■ **Activity**: Among the entries below, how many lines have the word "provide"? Answer only with the number.

■ **Supplied information**:
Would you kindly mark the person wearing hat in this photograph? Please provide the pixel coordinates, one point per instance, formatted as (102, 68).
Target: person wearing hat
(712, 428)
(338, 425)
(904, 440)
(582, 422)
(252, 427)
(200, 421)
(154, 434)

* * *

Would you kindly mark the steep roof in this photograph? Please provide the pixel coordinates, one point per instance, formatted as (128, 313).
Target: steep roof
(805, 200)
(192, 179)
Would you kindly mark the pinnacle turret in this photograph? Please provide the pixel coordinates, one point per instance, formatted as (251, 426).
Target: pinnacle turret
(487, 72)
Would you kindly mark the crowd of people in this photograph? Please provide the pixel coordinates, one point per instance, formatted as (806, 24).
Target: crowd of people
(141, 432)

■ **Exercise answer**: 4